### Request
Convert only the lines of the records from the one containing "Tell me—where in the image above is the sliced" through the one containing "[444,367,476,475]" into a Markdown table with the columns Row and Line, numbering each row and leaving out blank lines.

━━ Data records ━━

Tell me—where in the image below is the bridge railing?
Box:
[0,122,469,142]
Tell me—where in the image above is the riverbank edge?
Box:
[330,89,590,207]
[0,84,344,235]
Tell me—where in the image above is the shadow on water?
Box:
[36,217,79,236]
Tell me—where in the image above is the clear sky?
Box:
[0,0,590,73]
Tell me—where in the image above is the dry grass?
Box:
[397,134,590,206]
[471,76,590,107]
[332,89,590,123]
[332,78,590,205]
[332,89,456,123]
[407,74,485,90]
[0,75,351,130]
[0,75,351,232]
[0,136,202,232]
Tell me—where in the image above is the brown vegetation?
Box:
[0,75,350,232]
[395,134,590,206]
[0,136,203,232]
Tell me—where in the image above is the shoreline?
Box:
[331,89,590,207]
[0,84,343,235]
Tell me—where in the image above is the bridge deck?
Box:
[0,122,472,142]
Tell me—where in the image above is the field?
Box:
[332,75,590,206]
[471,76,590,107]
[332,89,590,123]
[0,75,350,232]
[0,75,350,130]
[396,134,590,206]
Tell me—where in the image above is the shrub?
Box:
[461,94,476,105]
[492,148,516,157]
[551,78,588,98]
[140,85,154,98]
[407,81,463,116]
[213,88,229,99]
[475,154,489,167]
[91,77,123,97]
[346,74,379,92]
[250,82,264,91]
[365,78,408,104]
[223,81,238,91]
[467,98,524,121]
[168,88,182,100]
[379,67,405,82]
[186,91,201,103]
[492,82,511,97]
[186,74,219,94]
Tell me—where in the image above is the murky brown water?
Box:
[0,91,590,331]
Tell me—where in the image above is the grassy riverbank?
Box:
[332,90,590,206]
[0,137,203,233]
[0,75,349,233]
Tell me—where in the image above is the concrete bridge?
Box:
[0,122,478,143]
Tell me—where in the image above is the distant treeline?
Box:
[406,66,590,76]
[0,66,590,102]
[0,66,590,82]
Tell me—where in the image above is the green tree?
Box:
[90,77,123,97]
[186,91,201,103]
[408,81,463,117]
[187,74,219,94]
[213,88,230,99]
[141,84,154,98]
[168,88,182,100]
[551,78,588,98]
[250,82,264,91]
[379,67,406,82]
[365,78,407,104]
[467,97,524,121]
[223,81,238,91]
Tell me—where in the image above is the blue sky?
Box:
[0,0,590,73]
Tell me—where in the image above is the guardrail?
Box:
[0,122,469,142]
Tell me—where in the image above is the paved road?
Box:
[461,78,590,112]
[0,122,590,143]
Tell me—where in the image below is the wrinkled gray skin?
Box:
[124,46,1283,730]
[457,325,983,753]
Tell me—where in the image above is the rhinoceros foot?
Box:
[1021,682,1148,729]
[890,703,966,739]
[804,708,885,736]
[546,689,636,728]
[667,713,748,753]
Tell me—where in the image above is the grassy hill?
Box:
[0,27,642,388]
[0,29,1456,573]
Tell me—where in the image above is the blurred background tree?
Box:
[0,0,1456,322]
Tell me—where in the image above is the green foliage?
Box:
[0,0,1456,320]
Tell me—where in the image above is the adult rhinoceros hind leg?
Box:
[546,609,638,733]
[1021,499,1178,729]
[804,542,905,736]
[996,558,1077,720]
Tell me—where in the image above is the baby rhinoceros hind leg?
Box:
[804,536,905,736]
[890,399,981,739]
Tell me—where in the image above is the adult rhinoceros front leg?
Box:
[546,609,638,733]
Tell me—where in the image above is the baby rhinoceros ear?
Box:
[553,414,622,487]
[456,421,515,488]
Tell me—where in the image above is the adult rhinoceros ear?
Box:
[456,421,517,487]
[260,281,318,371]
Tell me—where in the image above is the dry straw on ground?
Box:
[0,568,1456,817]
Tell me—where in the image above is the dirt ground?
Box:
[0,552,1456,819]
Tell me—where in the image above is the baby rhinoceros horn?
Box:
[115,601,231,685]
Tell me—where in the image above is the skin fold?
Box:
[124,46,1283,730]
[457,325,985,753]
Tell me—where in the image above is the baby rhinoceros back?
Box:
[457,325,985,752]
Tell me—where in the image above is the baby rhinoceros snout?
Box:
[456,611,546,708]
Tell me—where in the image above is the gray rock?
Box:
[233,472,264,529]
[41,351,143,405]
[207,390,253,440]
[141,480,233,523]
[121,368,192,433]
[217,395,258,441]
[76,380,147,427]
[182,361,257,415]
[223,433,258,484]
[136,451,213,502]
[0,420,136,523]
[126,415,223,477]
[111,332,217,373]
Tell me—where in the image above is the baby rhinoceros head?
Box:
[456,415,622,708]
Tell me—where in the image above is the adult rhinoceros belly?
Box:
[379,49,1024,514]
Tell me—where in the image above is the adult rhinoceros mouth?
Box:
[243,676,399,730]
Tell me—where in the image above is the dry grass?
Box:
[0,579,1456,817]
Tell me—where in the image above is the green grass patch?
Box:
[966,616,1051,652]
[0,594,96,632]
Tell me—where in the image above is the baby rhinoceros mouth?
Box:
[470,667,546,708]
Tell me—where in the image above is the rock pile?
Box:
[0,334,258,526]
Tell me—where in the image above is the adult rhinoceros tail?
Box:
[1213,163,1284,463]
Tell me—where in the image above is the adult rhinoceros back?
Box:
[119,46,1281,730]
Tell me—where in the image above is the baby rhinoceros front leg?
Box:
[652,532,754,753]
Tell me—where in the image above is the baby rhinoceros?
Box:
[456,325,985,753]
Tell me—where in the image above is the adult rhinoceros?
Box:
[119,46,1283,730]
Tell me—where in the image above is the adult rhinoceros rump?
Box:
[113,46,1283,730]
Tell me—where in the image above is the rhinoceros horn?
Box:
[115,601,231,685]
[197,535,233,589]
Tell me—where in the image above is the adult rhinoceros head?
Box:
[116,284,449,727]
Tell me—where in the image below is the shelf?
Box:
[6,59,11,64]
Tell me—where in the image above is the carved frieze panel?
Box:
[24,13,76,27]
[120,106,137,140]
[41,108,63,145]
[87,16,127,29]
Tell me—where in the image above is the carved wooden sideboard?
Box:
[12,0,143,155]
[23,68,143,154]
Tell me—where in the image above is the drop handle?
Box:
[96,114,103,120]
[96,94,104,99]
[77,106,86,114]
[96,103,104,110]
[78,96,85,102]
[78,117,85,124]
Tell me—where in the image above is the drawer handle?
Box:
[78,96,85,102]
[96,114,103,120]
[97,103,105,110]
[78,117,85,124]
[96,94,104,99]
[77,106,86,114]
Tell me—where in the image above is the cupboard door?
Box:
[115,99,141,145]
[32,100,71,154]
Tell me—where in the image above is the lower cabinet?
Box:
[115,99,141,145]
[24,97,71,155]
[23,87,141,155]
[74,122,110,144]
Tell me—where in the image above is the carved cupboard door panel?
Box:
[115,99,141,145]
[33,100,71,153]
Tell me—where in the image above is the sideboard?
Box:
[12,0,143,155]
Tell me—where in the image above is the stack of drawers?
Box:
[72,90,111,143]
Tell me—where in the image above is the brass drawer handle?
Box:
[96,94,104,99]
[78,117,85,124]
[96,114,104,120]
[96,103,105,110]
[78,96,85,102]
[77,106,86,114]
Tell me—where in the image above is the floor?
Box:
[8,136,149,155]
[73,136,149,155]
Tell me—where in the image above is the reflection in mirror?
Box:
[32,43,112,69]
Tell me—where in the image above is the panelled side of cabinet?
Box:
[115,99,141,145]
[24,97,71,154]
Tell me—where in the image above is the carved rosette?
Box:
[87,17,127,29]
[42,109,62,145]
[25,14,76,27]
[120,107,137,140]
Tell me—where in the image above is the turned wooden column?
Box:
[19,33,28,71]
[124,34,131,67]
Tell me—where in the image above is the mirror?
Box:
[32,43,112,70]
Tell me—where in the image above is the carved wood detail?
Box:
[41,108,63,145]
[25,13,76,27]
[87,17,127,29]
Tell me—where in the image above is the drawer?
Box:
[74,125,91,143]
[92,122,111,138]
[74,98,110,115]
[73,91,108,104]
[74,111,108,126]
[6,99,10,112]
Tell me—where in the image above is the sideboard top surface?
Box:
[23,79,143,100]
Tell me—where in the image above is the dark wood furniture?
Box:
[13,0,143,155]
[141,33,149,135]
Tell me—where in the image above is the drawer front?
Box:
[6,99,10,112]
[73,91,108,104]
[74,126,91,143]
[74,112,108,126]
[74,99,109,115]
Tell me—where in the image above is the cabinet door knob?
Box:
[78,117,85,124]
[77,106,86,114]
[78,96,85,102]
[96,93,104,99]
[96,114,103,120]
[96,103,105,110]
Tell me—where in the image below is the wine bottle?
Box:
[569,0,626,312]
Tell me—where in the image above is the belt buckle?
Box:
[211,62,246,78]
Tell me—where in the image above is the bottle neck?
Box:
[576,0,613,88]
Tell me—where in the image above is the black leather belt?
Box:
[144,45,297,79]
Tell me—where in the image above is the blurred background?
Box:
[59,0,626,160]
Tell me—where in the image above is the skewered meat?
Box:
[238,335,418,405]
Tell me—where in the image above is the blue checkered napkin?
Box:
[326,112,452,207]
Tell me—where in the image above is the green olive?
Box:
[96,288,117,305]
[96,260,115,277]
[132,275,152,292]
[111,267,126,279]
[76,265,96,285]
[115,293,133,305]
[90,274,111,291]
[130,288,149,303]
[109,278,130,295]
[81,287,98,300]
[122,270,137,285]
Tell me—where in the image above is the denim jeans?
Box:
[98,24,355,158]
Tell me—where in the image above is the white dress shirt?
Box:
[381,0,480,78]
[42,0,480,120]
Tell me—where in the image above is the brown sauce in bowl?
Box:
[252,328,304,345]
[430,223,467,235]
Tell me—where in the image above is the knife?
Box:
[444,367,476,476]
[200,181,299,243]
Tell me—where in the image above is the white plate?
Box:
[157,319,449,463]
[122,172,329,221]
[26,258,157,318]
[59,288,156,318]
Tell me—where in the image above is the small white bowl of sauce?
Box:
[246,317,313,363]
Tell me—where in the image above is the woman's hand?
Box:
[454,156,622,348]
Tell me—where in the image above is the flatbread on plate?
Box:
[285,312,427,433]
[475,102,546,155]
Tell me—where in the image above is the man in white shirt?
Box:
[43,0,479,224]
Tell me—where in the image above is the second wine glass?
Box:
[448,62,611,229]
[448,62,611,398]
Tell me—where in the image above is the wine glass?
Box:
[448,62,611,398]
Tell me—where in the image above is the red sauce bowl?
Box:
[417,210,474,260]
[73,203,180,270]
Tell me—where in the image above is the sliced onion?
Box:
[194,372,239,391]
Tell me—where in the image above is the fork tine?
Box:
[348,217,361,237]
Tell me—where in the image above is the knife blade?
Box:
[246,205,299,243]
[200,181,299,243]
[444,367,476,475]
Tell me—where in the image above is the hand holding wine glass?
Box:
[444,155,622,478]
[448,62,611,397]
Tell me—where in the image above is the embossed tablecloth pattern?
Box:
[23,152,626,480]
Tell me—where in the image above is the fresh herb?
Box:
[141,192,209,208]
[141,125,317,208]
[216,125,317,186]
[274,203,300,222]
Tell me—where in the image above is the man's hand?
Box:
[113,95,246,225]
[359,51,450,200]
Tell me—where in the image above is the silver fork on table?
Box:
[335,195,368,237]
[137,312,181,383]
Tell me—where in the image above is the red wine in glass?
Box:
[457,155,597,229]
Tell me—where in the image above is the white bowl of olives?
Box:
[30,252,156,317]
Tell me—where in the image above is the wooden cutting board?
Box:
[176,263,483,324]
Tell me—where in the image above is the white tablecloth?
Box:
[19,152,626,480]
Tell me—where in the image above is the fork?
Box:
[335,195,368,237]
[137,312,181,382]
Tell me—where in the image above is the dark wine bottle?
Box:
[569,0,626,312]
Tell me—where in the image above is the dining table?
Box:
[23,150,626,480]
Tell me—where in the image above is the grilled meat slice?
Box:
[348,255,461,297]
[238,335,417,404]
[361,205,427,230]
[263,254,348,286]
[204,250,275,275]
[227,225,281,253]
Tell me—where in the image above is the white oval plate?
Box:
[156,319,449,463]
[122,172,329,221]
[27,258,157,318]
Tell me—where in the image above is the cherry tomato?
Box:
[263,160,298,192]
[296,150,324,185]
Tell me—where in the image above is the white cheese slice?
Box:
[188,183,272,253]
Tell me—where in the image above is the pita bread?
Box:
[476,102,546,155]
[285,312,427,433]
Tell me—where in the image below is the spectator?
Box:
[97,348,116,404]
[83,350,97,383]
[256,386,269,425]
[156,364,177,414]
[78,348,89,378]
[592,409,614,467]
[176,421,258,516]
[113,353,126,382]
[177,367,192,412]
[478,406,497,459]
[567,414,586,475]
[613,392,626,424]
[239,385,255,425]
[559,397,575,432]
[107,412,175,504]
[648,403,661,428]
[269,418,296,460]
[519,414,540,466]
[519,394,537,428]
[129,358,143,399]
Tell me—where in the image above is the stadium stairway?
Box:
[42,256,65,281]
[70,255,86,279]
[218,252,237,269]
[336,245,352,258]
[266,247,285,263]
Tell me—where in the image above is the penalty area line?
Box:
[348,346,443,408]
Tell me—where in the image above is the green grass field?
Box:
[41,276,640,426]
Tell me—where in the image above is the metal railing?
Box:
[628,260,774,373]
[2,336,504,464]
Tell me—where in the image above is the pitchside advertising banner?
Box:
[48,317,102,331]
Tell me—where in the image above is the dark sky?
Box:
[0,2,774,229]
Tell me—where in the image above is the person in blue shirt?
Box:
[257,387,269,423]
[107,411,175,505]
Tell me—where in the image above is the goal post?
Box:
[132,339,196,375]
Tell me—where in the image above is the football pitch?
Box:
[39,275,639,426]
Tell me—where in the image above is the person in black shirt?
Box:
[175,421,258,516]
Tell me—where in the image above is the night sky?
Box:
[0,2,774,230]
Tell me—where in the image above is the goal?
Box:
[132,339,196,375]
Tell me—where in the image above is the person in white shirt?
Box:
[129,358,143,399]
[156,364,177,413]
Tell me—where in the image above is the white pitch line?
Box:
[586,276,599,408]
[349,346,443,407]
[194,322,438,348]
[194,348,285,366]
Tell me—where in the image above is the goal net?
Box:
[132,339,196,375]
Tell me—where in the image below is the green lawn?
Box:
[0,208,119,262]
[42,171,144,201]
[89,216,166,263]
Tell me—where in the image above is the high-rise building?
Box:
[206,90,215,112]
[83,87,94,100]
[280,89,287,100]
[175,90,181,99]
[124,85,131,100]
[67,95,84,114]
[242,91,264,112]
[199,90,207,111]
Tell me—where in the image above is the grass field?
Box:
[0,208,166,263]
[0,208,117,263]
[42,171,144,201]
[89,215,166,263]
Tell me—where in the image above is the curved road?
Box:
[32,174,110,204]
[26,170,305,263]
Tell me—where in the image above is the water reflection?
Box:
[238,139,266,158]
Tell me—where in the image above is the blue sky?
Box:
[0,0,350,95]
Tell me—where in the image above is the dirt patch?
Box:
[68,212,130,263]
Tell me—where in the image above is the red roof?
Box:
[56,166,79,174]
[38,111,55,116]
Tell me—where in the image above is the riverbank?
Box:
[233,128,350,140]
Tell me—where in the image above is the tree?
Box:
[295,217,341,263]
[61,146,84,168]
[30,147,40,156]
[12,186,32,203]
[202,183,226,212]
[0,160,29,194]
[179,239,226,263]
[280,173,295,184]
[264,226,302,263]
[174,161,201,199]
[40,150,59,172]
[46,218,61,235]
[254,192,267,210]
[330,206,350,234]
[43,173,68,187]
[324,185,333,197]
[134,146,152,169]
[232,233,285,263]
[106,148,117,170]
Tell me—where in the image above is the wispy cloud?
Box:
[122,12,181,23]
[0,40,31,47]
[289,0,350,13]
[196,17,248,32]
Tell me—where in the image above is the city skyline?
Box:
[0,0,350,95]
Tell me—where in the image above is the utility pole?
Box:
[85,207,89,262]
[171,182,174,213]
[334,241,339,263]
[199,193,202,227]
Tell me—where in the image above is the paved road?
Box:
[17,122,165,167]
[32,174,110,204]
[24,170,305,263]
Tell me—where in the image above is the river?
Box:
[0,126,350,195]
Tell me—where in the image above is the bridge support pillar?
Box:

━━━

### Task response
| Row | Line |
|---|---|
| 1 | Tell me—where in the image above is the sliced onion? |
| 2 | Box: |
| 3 | [194,372,239,391] |
| 4 | Tell me—where in the image above is the fork tine? |
| 5 | Box: |
| 6 | [348,217,361,237] |
| 7 | Tell me—where in the image above is the knife blade? |
| 8 | Box: |
| 9 | [246,205,299,243] |
| 10 | [200,181,299,243] |
| 11 | [444,367,476,475] |